___ SUPPLIED INFORMATION

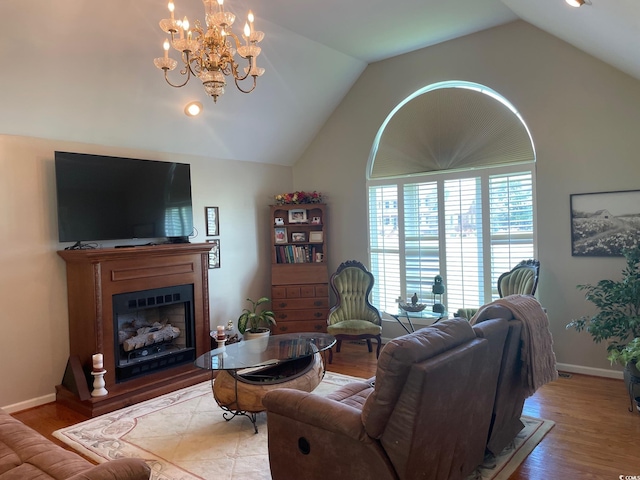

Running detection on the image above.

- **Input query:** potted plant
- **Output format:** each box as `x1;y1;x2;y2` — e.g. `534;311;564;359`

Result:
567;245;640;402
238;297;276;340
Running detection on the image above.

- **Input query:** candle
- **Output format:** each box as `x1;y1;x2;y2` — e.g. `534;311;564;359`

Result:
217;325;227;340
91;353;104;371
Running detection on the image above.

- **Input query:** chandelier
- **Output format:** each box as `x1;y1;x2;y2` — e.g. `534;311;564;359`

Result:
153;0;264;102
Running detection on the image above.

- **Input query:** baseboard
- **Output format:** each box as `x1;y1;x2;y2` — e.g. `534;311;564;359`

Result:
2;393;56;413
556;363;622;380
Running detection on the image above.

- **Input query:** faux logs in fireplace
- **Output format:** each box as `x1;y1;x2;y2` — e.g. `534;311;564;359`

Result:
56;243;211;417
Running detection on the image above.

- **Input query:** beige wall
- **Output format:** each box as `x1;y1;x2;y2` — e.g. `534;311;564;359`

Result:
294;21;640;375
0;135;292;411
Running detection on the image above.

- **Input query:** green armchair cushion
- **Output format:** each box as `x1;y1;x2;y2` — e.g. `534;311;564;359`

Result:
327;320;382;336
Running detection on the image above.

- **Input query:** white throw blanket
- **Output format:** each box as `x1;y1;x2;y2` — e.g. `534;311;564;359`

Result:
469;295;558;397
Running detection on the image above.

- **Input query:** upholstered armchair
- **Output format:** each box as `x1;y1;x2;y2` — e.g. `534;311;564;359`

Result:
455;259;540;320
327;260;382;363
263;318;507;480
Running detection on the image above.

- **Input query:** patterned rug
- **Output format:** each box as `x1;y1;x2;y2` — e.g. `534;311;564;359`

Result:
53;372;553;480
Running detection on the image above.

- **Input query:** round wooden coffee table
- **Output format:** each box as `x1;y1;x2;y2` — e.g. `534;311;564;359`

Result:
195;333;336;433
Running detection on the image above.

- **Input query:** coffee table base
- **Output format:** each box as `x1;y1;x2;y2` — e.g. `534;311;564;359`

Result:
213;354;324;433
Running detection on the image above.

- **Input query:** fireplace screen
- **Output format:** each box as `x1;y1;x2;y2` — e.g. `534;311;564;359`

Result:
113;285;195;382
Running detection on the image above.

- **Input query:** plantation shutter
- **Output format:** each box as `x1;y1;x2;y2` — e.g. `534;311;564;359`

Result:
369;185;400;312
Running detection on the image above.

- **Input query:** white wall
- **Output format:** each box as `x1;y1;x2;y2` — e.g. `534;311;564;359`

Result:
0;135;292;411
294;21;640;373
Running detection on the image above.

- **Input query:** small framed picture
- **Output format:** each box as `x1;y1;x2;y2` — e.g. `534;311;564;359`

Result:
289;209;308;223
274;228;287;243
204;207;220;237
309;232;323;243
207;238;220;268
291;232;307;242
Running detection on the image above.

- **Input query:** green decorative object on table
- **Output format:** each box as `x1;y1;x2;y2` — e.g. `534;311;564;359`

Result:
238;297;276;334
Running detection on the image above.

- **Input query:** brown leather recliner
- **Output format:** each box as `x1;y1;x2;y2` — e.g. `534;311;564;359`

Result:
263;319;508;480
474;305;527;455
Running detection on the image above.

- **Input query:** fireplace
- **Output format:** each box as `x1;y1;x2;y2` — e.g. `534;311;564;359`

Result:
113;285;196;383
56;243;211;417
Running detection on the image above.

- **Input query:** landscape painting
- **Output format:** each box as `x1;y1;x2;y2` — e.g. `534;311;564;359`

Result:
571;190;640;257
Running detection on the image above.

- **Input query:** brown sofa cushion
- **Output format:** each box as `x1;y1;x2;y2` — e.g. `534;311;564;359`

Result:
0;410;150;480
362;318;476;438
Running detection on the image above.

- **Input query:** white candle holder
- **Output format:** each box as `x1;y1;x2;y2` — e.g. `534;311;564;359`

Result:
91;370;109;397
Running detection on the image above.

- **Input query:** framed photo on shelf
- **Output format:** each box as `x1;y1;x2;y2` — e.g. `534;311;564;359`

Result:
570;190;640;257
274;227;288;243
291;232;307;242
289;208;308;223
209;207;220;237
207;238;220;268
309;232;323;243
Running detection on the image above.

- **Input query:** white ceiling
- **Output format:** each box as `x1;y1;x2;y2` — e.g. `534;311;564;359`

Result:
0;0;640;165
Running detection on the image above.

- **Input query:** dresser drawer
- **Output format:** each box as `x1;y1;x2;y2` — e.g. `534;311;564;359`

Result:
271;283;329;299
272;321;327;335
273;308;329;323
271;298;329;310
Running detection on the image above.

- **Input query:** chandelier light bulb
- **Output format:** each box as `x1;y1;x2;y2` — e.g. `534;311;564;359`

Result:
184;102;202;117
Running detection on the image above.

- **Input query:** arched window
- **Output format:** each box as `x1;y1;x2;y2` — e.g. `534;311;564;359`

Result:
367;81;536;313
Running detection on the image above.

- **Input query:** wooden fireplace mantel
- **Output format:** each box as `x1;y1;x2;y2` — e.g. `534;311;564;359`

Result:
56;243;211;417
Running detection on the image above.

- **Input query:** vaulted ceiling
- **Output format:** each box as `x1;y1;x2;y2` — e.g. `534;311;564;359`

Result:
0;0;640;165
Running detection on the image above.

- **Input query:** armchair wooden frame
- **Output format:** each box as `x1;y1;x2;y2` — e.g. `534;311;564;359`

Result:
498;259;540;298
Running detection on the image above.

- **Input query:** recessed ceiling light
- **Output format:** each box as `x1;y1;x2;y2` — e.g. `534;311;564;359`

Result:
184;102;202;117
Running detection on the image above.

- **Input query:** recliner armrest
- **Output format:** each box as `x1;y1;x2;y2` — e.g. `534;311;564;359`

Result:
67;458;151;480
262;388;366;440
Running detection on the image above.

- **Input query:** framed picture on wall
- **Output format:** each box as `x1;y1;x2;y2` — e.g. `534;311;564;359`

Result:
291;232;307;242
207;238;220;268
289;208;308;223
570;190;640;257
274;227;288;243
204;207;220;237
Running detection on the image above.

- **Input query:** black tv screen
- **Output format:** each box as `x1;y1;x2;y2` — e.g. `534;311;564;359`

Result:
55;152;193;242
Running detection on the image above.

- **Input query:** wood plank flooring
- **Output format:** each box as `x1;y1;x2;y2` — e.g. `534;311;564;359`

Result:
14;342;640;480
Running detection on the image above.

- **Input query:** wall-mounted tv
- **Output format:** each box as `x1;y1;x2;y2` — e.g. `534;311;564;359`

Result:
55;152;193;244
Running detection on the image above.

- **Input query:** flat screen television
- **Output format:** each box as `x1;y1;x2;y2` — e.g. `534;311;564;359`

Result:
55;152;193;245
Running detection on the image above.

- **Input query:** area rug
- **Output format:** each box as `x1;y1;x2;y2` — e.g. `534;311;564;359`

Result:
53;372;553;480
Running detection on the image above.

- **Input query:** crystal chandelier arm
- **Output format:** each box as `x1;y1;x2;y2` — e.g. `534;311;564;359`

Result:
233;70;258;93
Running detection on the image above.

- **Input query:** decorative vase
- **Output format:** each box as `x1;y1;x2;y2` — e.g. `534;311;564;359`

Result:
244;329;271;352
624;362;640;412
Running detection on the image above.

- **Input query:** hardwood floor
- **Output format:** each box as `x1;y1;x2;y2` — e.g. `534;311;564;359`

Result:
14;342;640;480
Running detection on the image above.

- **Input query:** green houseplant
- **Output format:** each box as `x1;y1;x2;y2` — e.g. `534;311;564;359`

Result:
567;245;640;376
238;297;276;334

______

▸ PROBLEM STATEMENT
Copy the rows verbatim from their first line through the line containing "469;295;558;397", including both of those lines. Leave the pictures out.

▸ COMPLETE OUTPUT
Running detection on the image above.

- **Input query:** potted plant
- **Output format:** each box as `x1;y1;x2;y2` — e.g. `534;311;564;359`

Result:
567;245;640;402
238;297;276;340
Running detection on the image above.

- **Input query:** candle
- **Output format:** each box as `x1;y1;x2;y2` — e.g. `534;311;564;359`

Result:
217;325;227;340
91;353;104;371
Running detection on the image above.

- **Input query:** chandelier
- **Output format:** each box as `x1;y1;x2;y2` — e.g. `534;311;564;359`

Result:
153;0;264;102
Running detection on the image above.

- **Input query:** baseboard
- **Output format:** each box as `x1;y1;x2;y2` — e.g. `534;311;564;359`

Result:
2;393;56;413
556;363;622;380
Running detection on the image above.

- **Input query:** faux logs in fireplace
- **Output format:** each box as `x1;y1;x2;y2` — e.g. `534;311;564;359`

Result:
56;243;211;417
Running detection on the image above.

- **Input query:** beige wall
- **Output format:** each box as `x1;y1;x2;y2` — e.g. `534;311;564;359`

Result:
294;21;640;375
0;135;292;411
Running detection on the image above.

- **Input query:** green armchair cushion
- **Output format:** each box as `x1;y1;x2;y2` — e.g. `534;311;564;359`

Result:
327;320;382;336
Running detection on the image above.

- **Input query:** white throw blanket
- **Output format:** each box as `x1;y1;x2;y2` — e.g. `534;311;564;359`

Result:
469;295;558;397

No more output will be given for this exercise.